Cidades com 3 milhões de habitantes, como as supracitadas Belo Horizonte e Porto Alegre, onde a rivalidade local alimenta há mais de meio século toda uma cosmologia particular (como se estas cidades fossem emocionalmente divididas em duas metades antagônicas), são analisadas por “economistas do futebol” como incapazes de manter, por razões mercadológicas, dois grandes clubes. Com base no raciocínio instrumental capitalista, aconselham que um único clube local (semelhante ao modelo europeu e norte-americano, tomado como padrão de organização lucrativa) seria mais poderoso e melhor “venderia” a imagem da cidade para o Brasil e sobretudo para o resto do mundo13.

◆ ◆ ◆ ◆

#### Problema proposto a
Reúna todas as linhas do exercício que contêm a palavra "blonde" e copie cada uma delas. Diferencie maiúsculas de minúsculas.

#### Linhas do exercício
◆ ◆ ◆ ◆

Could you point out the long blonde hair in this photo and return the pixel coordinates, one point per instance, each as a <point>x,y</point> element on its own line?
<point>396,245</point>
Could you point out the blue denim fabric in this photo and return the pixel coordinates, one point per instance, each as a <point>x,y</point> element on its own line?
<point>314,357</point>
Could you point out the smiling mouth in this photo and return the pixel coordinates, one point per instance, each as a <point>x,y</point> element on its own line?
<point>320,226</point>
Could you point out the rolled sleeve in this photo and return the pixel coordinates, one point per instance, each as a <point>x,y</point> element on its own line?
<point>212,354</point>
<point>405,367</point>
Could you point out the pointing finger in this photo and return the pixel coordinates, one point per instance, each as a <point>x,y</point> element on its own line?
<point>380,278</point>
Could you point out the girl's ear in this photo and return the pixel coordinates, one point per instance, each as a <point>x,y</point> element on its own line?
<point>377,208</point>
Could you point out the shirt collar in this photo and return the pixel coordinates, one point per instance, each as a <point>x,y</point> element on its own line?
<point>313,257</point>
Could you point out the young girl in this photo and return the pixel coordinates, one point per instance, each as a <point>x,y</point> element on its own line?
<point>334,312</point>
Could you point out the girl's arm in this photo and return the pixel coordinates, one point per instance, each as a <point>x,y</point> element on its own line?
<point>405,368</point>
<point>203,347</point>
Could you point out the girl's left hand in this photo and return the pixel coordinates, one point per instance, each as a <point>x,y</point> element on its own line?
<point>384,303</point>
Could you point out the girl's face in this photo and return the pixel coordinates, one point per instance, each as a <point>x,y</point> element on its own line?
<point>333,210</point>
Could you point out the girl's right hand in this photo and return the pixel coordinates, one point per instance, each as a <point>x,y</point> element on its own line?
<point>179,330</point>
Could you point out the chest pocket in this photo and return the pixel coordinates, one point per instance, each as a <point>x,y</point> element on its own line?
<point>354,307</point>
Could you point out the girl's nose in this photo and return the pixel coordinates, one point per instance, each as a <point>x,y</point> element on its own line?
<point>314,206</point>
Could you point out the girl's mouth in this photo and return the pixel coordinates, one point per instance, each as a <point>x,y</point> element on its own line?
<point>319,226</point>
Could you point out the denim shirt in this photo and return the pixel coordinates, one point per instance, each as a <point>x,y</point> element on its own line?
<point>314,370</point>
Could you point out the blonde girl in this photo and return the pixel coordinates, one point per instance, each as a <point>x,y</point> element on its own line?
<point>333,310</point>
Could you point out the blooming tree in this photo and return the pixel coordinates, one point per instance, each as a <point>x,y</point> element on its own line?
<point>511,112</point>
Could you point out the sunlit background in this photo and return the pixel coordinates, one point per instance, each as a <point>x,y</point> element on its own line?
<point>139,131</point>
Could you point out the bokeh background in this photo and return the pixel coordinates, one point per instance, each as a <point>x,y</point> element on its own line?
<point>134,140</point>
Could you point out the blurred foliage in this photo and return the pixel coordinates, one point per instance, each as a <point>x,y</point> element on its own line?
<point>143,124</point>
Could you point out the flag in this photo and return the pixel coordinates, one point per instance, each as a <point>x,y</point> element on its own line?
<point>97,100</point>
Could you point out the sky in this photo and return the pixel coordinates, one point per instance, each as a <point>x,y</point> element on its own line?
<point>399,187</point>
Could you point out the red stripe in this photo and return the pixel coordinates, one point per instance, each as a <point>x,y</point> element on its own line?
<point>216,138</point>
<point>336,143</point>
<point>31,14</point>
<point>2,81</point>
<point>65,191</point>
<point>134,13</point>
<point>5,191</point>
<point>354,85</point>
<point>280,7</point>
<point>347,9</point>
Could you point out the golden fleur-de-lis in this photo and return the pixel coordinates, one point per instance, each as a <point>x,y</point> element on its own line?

◆ ◆ ◆ ◆

#### Problema proposto b
Dê continuidade ao texto sobre os clubes de futebol rivais nas grandes cidades brasileiras a partir do ponto em que ele termina.

#### Resposta escrita a
Could you point out the long blonde hair in this photo and return the pixel coordinates, one point per instance, each as a <point>x,y</point> element on its own line?
Could you point out the blonde girl in this photo and return the pixel coordinates, one point per instance, each as a <point>x,y</point> element on its own line?

#### Resposta escrita b
Entretanto, tais proposições nos parecem totalmente inadequadas à forte tradição de nossa base local. Registre-se que quando participam de competições nacionais ou internacionais, clubes de uma mesma cidades realizam, no plano da experiência do cidadão comum, uma contínua disputa paralela, pois o que realmente interessa ao torcedor é saber qual está melhor classificado. E tanto vibram com as vitórias de seu clube quanto com as derrotas de seu rival local.
O contínuo enfraquecimento dos campeonatos estaduais, já comentado anteriormente, é movido por interesses de lucro das redes de televisão, pois o público alvo é sempre maior quando o jogo envolve clubes de cidades distintas e sobretudo de países distintos. Entretanto, não é esta a perspectiva do torcedor comum, para quem a grandeza e força mitológica de seu clube foi historicamente construída sobre rivais locais. Um grau de extroversão que aliás já nos incomoda desde o início dos anos 1980, quando a seleção nacional deixou para sempre de ser formada por jogadores atuantes no futebol brasileiro, em função da exportação de talentos que desde então não para de crescer, privando-nos da convivência com estes jogadores, algo fundamental para alimentar sua condição de ídolos.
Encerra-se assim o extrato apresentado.